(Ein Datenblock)

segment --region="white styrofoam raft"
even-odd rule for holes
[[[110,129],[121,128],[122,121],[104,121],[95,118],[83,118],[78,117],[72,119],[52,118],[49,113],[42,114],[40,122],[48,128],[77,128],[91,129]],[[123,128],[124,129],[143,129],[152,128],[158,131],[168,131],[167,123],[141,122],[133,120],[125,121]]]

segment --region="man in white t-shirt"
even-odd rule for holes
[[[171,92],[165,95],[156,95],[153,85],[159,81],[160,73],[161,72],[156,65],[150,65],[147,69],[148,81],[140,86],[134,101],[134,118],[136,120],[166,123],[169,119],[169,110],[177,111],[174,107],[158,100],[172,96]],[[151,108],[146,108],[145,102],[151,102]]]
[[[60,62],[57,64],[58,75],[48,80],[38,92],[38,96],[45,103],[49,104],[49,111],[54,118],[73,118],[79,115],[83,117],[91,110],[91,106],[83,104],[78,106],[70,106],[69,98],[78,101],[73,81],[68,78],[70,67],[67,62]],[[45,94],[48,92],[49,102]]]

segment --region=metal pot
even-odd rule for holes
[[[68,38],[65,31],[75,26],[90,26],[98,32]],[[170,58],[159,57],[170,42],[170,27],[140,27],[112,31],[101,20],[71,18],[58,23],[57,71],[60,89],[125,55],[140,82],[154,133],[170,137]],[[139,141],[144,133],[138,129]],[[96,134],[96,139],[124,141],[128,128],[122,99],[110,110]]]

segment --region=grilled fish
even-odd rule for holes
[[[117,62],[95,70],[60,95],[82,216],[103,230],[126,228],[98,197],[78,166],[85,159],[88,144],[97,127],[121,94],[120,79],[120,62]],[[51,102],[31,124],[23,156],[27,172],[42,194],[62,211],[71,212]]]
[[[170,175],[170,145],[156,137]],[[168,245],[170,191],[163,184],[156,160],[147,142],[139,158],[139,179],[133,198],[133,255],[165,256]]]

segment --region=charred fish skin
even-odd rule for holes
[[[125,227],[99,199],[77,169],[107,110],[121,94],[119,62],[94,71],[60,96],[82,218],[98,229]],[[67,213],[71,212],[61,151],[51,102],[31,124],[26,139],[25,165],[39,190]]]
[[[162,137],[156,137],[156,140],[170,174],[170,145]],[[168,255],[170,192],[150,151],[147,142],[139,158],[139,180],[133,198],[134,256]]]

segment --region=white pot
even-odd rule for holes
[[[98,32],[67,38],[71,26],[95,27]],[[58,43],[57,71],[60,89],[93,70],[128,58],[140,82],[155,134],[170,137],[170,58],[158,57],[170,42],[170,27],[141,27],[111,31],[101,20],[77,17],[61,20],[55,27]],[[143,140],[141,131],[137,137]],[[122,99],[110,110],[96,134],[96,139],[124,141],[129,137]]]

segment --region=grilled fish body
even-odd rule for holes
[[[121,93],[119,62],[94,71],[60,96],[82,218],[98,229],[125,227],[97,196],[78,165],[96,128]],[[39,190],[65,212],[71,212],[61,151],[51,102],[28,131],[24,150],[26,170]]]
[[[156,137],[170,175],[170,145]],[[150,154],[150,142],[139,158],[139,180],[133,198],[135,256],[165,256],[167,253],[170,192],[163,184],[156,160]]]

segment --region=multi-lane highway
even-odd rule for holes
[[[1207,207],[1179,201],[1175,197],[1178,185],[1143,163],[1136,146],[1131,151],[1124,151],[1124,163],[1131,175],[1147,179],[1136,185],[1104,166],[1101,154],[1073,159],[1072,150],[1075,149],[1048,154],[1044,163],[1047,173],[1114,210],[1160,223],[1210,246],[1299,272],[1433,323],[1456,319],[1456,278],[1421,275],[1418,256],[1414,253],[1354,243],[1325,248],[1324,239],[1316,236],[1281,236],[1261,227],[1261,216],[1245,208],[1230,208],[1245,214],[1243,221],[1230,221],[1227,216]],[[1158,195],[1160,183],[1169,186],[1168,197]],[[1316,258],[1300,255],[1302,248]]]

_WAS ZU TUN IST_. Extrahiere aus den Daten oben alle Zeilen, in denen die Zeichenfolge „segment“ vorkommt.

_VOLLSTÄNDIGE ANTWORT_.
segment --region="white styrofoam raft"
segment --region="man in white t-shirt"
segment --region=metal pot
segment --region=grilled fish
segment --region=charred fish skin
segment --region=white pot
segment --region=grilled fish body
segment --region=multi-lane highway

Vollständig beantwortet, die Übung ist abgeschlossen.